>> start

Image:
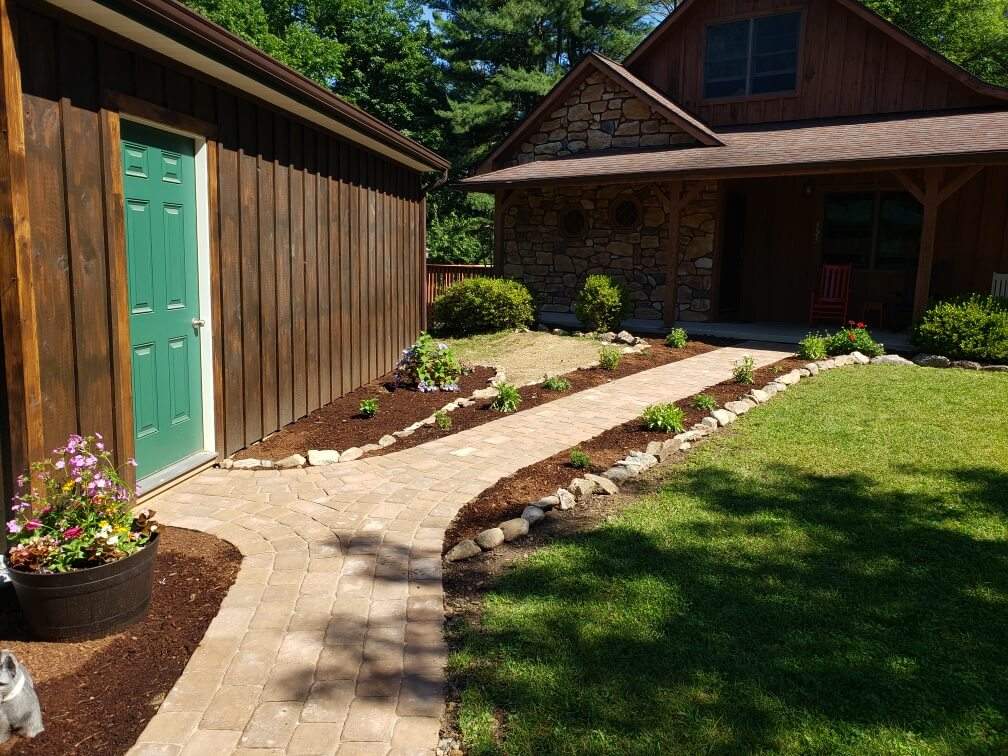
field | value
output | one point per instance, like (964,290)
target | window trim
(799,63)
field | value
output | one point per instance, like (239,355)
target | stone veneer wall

>> end

- **What you should do**:
Could you reproduce all of these records, requests included, with every coordinate in the answers offset by 49, leaving the pictures out?

- **Complete output**:
Image:
field | value
output | one point per instance, like (964,290)
target | window trim
(848,112)
field | value
output | one point per instance, like (239,355)
target | stone veneer wall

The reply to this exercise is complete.